**TASK**.
Could you repeat all of the material below back verbatim, line for line, without changing anything?

Begin RECORDS FOR THIS TASK

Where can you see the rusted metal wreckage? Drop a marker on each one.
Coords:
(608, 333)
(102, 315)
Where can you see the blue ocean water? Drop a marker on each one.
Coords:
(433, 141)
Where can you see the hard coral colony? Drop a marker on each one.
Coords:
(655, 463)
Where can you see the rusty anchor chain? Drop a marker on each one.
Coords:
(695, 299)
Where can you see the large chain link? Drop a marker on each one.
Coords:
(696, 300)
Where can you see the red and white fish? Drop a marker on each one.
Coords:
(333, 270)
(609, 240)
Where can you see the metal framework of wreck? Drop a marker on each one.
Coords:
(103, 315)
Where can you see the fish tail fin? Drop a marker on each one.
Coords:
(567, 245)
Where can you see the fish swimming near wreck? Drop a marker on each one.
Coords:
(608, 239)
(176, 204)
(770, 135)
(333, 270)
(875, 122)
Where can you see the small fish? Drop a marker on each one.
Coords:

End RECORDS FOR THIS TASK

**RESULT OF THIS EXERCISE**.
Where can you see the rusted metal wreckage? Drop a marker on each one.
Coords:
(608, 333)
(102, 315)
Where can you see the blue ocean water? Drop a marker on each one.
Coords:
(433, 141)
Where can you see the hard coral colony? Drop a marker on each one.
Coords:
(655, 463)
Where can you see the rusty anchor chain? Drop a marker on each one.
Coords:
(695, 299)
Where can you see the large chain link? Drop a marker on each one.
Coords:
(696, 300)
Where can you see the red and white fish? Drop a marker on each one.
Coords:
(333, 270)
(609, 240)
Where can you see the metal framework of wreck? Drop a marker on each one.
Coords:
(103, 315)
Where can you see the fish tail fin? Drop a marker on each one.
Coords:
(567, 245)
Where can you see the fish swimming near wreck? Drop a marker on each one.
Coords:
(608, 239)
(176, 204)
(770, 135)
(333, 270)
(875, 122)
Where can you see the small fish? Drop a marker on each one.
Coords:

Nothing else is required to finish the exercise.